Excerpt provided =
==============================

Fred Haddad of Fred Haddad, P.A., Fort Lauderdale, for appellant. Gregg Rossman and Alexander Fischer of Rossman Legal, Davie, for appellee.
Fred Haddad of Fred Haddad, P.A., Fort Lauderdale, for appellant.
Gregg Rossman and Alexander Fischer of Rossman Legal, Davie, for appellee.
The defendant appeals a final summary judgment forfeiting an Escalade. She argues the trial court erred in entering summary judgment because: (1) there were genuine issues of material fact precluding summary judgment; (2) forfeiture actions may only be decided by a jury; (3) the vehicle was not "contraband;" and (4) the forfeiture violates the Eighth Amendment. We find no merit in the first three issues, but reverse on the fourth issue based on a recent U.S. Supreme Court decision.
The trial court did not have the benefit of the Court's recent decision when it ruled on the motion for summary judgment.
The Town of Davie ("Town") petitioned for forfeiture of the defendant's Escalade after she pleaded to two misdemeanors involving the registration of the vehicle in a false name. The defendant's family had contacted Massachusetts law enforcement and reported her missing. A national bulletin listed the defendant and her son as missing. Information through homeland security indicated that the defendant might be in Davie, Florida.
Law enforcement conducted surveillance to find the defendant. They found her at her son's school. They observed her park and exit a 2015 Escalade.

==============================

Raw data =
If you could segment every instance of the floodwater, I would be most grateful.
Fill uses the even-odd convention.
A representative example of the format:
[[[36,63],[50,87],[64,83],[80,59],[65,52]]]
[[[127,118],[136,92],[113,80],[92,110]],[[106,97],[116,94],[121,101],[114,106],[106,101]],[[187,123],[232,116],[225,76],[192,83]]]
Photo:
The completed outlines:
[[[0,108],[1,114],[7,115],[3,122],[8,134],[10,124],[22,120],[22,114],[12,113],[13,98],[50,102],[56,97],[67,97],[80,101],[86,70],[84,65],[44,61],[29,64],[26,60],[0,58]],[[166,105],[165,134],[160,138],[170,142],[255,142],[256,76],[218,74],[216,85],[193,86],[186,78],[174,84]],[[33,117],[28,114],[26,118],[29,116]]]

==============================

Problem to work on = In the forfeiture appeal text, list every ground the defendant raises for why the trial court erred in entering summary judgment.

Worked answer =
1. There were genuine issues of material fact precluding summary judgment.
2. Forfeiture actions may only be decided by a jury.
3. The vehicle was not "contraband."
4. The forfeiture violates the Eighth Amendment.